** THE TASK **
Locate each line of the entries below that contains the string "target" and copy those lines. Case counts.

** PROVIDED INFORMATION **
* * * * * * *
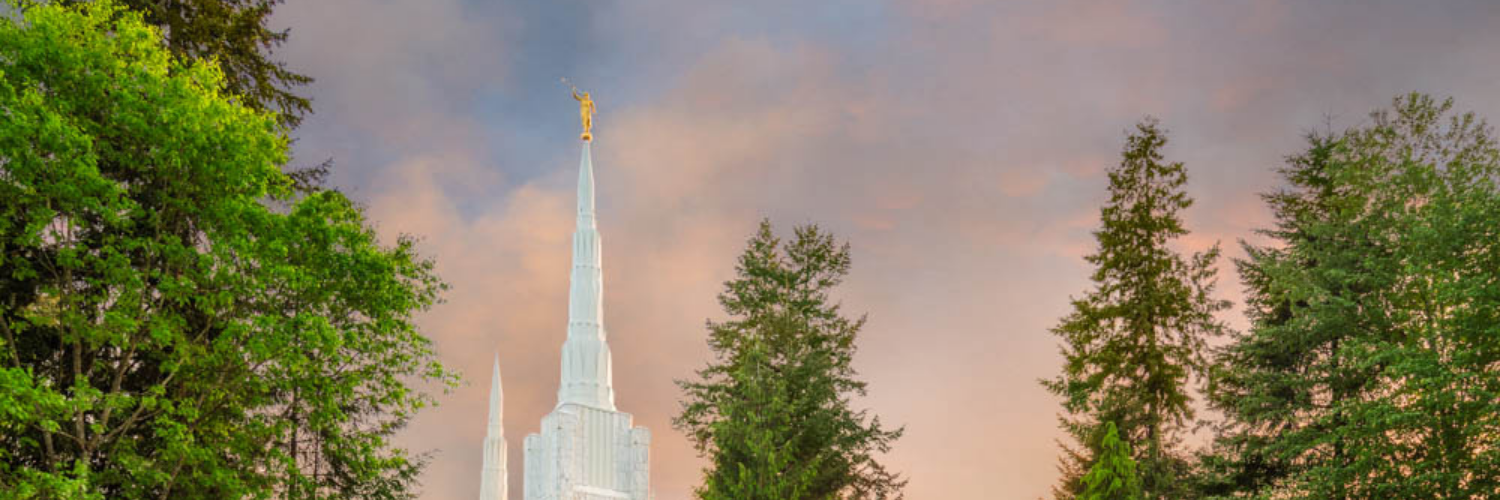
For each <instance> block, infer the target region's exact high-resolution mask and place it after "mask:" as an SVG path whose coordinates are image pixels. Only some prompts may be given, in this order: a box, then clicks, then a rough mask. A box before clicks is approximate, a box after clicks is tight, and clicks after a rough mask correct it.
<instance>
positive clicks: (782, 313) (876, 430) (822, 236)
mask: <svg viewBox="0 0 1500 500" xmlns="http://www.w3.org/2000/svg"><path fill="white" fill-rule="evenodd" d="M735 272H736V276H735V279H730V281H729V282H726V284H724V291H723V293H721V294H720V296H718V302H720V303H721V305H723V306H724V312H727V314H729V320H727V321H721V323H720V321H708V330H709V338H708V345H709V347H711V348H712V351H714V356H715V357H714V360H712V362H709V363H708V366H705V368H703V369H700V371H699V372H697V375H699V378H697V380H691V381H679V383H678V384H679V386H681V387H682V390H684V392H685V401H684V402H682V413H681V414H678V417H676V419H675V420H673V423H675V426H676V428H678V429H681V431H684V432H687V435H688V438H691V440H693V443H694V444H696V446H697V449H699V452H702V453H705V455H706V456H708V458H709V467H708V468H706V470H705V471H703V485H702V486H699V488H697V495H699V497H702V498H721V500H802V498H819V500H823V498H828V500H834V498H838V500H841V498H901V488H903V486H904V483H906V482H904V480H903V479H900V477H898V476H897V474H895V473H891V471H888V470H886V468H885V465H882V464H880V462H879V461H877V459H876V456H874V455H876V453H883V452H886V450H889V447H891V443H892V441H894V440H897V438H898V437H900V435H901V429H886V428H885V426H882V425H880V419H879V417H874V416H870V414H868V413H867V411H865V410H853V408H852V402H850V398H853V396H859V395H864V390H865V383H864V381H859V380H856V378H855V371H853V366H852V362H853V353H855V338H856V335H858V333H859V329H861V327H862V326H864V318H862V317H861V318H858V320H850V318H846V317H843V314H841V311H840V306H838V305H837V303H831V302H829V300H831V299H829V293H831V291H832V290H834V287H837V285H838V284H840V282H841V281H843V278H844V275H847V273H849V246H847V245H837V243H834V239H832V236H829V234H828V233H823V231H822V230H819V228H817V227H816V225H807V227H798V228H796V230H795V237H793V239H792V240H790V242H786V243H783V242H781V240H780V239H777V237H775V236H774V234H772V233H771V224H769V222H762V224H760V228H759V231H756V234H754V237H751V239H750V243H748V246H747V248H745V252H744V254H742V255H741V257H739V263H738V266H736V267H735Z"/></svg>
* * * * * * *
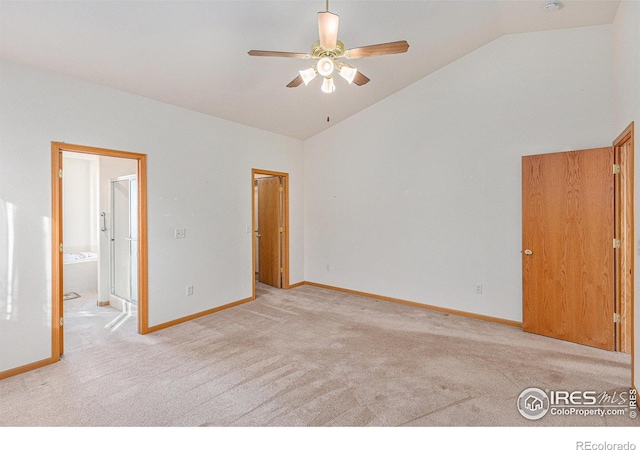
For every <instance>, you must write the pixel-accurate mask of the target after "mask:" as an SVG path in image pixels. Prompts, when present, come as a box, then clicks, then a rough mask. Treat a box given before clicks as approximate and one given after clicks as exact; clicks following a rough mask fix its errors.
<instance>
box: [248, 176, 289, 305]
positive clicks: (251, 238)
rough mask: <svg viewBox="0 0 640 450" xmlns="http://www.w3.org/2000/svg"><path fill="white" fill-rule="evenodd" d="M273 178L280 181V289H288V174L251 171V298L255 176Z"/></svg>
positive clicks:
* * * * * * *
** TASK SOLUTION **
For each <instance> block, infer the target region's exact high-resolution mask and place it after "mask:" as an SVG path whose coordinates are image pixels. Only some prompts may be given, in this order: a box, then clicks, then a rough mask. A box before clicks is approximate, a box after clicks is tight, and clicks after a rough mask correct it.
For every <instance>, you must write the pixel-accurate mask of the target after "mask:" as an SVG path in image pixels. Prompts, when present, come as a box, then clicks, then a rough mask. Treat a box given before clicks as approximate and one given after clicks as exact; clicks following a rough mask fix its errors.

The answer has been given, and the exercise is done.